>> start RECORDS FOR THIS TASK

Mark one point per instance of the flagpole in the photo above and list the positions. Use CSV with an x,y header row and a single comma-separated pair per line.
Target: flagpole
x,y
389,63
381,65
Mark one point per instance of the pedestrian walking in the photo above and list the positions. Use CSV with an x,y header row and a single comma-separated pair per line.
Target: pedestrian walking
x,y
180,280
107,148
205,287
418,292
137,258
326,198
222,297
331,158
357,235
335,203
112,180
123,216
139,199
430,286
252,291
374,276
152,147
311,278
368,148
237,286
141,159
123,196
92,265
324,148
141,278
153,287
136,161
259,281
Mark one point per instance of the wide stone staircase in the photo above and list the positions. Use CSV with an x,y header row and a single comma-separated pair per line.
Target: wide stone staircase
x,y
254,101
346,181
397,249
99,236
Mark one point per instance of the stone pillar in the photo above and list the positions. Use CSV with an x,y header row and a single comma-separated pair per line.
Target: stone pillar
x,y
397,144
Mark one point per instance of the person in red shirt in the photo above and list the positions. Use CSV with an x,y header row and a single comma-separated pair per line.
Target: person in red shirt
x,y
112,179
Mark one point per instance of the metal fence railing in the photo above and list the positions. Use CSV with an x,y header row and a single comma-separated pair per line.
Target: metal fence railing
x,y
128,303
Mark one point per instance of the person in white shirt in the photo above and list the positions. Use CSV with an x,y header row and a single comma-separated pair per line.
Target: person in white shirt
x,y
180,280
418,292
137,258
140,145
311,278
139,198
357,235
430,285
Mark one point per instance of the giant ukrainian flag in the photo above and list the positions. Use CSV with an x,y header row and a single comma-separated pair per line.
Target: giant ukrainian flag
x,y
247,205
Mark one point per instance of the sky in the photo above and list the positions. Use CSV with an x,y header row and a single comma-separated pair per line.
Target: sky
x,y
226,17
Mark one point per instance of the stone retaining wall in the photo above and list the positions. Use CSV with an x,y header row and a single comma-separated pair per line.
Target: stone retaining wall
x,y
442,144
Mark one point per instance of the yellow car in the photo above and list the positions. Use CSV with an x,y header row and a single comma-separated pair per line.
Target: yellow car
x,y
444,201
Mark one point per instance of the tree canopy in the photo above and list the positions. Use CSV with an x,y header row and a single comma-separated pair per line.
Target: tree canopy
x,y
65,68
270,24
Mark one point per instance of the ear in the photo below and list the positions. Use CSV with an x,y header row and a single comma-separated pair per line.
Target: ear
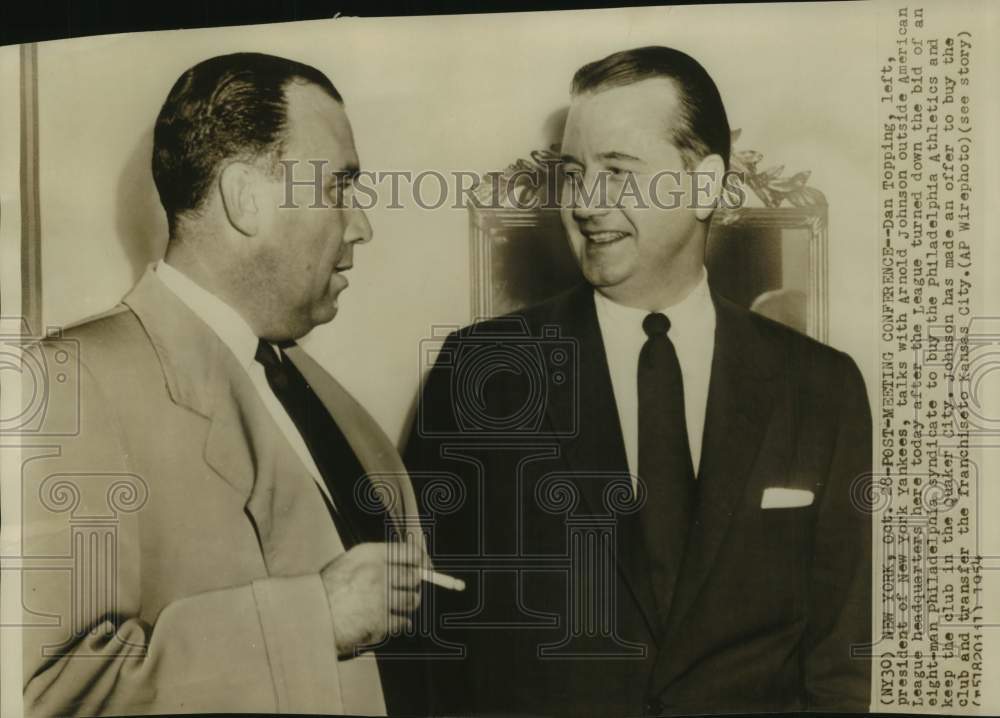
x,y
238,186
708,178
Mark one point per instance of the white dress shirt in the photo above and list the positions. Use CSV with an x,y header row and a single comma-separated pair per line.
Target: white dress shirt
x,y
692,331
236,334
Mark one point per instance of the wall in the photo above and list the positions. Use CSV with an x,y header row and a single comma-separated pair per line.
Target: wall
x,y
460,93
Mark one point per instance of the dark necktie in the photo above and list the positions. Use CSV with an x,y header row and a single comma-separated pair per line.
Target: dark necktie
x,y
333,455
664,459
403,681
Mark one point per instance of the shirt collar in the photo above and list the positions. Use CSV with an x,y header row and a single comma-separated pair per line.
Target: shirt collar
x,y
691,316
225,321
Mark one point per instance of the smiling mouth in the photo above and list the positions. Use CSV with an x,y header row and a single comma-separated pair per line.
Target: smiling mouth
x,y
606,237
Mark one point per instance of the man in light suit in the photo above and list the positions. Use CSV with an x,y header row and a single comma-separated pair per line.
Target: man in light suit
x,y
253,514
731,454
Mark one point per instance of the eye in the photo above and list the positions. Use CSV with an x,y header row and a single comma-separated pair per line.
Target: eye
x,y
340,185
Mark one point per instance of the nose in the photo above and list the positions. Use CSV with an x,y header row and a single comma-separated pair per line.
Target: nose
x,y
359,230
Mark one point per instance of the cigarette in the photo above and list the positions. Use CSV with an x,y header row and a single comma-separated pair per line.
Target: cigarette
x,y
443,580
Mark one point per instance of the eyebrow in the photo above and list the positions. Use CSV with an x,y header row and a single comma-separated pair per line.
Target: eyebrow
x,y
616,155
611,155
351,172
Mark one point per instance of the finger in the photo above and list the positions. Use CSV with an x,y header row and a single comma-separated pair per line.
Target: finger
x,y
407,553
404,602
404,577
400,624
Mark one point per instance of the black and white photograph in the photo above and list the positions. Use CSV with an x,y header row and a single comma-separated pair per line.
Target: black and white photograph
x,y
599,362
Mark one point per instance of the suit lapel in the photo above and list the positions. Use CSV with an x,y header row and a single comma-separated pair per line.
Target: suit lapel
x,y
243,445
741,398
377,455
584,414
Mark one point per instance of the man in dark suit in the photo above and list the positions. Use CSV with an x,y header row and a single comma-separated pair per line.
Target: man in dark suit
x,y
229,544
663,492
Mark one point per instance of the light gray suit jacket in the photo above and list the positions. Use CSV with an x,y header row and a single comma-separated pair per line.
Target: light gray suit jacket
x,y
174,542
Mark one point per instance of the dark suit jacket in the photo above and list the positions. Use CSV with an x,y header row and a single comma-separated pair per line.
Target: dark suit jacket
x,y
769,602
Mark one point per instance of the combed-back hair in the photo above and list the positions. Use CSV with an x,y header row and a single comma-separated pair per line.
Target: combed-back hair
x,y
700,127
224,108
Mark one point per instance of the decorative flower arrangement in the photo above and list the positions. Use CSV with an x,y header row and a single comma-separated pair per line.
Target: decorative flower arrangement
x,y
529,184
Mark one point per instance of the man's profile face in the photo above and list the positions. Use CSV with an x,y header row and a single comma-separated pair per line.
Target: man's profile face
x,y
627,251
304,250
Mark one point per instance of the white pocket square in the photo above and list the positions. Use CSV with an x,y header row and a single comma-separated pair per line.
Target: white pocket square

>> end RECORDS FOR THIS TASK

STATED EXERCISE → Reproduce all of the rows above verbatim, omitting the pictures.

CORRECT OUTPUT →
Mark one point per instance of the flagpole in the photo above and list the positions. Use CSV with an x,y header row and a single comma-separated pair per line.
Target: flagpole
x,y
389,63
381,65
Mark one point per instance of the pedestrian walking in the photo above and list the positions. Use CSV with an x,y header row and a single comma-separated pair per line.
Target: pedestrian walking
x,y
180,280
107,148
205,287
418,292
137,258
326,198
222,297
331,158
357,235
335,203
112,180
123,216
139,199
430,286
252,291
374,276
152,147
311,278
368,148
237,286
141,159
123,196
92,265
324,148
141,278
153,287
136,161
259,281
Mark one point per instance of the wide stone staircase in the photo above and list the positions. Use CSV with an x,y header row and a single comma-separated pair per line.
Target: wide stone staircase
x,y
254,101
346,181
397,249
99,236
Mark one point per instance of the stone pillar in the photo above and list the positions. Use CSV with an x,y header row and a single comma-separated pair per line.
Target: stone pillar
x,y
397,144
Mark one point per instance of the person in red shirt in the photo above and list the positions. Use CSV with an x,y header row and a single comma-separated pair per line.
Target: person in red shirt
x,y
112,179
Mark one point per instance of the metal fence railing in the photo above and list the positions. Use CSV with an x,y header row and a single comma-separated pair per line.
Target: metal fence railing
x,y
128,303
Mark one point per instance of the person in white shirt in the photo above and list the positions. Use CSV with an x,y header row and a single comma-separated pair per line.
Target: person in white shirt
x,y
180,280
418,292
137,258
140,145
311,278
139,198
357,235
430,285
Mark one point per instance of the giant ukrainian flag in the photo above and list the positions. Use CSV with an x,y header row and a single comma-separated pair per line.
Target: giant ukrainian flag
x,y
247,205
Mark one point per instance of the sky in the photo above and list the positions. Use CSV with an x,y header row and a single comma-separated pair per line.
Target: sky
x,y
226,17
Mark one point per instance of the stone retaining wall in the photo above and list the positions. Use CSV with an x,y header row and a single comma-separated pair per line.
Target: stone retaining wall
x,y
442,144
Mark one point per instance of the yellow car in the photo above and list the positions. Use CSV with an x,y header row and a single comma-separated pair per line.
Target: yellow car
x,y
444,201
Mark one point per instance of the tree canopy in the photo above and list the positions. Use CSV with an x,y header row and a single comma-separated pair per line.
Target: tree canopy
x,y
65,68
270,24
Mark one point per instance of the ear in the photo below and list the positions. Use CSV with an x,y header row and a single comma-separated pair per line.
Target: ear
x,y
238,186
708,178
Mark one point per instance of the white dress shirt in the photo above and list the positions. Use CSV with an x,y header row and a single comma-separated pair per line.
Target: white dress shirt
x,y
692,331
236,334
Mark one point per instance of the wall in the photo above and list the positions. Use CSV with an x,y header row and a single comma-separated pair per line.
Target: wall
x,y
460,93
Mark one point per instance of the dark necktie in the photo above and list the positions. Use CSV with an x,y header row and a single comma-separated pair per line.
Target: dark necktie
x,y
333,455
664,459
403,681
Mark one point per instance of the shirt collar in the photo above and list the positions. Use CSV with an x,y header row and a single comma-separated pair per line.
Target: shirt collar
x,y
691,316
225,321
Mark one point per instance of the smiling mouth in the photo above and list the positions. Use CSV with an x,y header row and a single comma-separated pair per line.
Target: smiling mouth
x,y
606,237
Mark one point per instance of the man in light suit in the photo above and list the positions. Use CSV with an x,y header row and a single comma-separated pair per line.
Target: man in light suit
x,y
253,514
731,454
Mark one point per instance of the eye in the photo above and list the positions. Use CSV with an x,y header row and a single comma-separated pair per line.
Target: eye
x,y
340,185
Mark one point per instance of the nose in the photo above and list the positions. Use CSV with an x,y header row and a single comma-separated pair per line.
Target: nose
x,y
359,230
Mark one point per instance of the cigarette in the photo above and list the positions. Use CSV with an x,y header row and a single comma-separated pair per line.
Target: cigarette
x,y
443,580
Mark one point per instance of the eyebrow in the photo above and list the positions. Use CSV with an x,y header row and a single comma-separated pair per line.
Target: eyebrow
x,y
616,155
611,155
351,172
Mark one point per instance of the finger in the photo above and list the positions. Use CSV with an x,y header row and a single comma-separated pair per line.
Target: finger
x,y
407,553
404,602
404,577
400,624
Mark one point per instance of the black and white photograph in the photo above and list the positions. Use CSV with an x,y header row and a single comma-separated pair per line.
Target: black and white photograph
x,y
599,362
Mark one point per instance of the suit lapel in the photo above and list the positions. Use CSV with an x,y header row and a single comma-separated pair per line.
Target: suit lapel
x,y
243,445
741,398
377,455
584,414
Mark one point per instance of the man in dark suit in the photo above and list the positions. Use CSV with an x,y header row and a single comma-separated pair per line.
Target: man in dark suit
x,y
229,544
663,492
Mark one point per instance of the light gray suit jacket in the photo above and list the positions. Use CSV with an x,y header row and a single comma-separated pair per line.
Target: light gray suit jacket
x,y
174,542
Mark one point per instance of the dark suit jacket in the photo above and list the positions. Use CSV with an x,y header row and a single comma-separated pair per line.
Target: dark suit jacket
x,y
769,602
Mark one point per instance of the combed-back hair in the photo above and list the positions. Use CSV with an x,y header row and a single comma-separated pair per line.
Target: combed-back hair
x,y
700,127
224,108
Mark one point per instance of the decorative flower arrangement in the photo above and list the positions. Use CSV with an x,y header row and a single comma-separated pair per line.
Target: decorative flower arrangement
x,y
529,184
Mark one point per instance of the man's profile face in the photo above and list the positions. Use CSV with an x,y header row and a single comma-separated pair per line.
Target: man's profile face
x,y
627,251
304,250
Mark one point per instance of the white pocket square in the photo above and list the positions. Use CSV with an x,y header row and a single comma-separated pair per line.
Target: white pocket square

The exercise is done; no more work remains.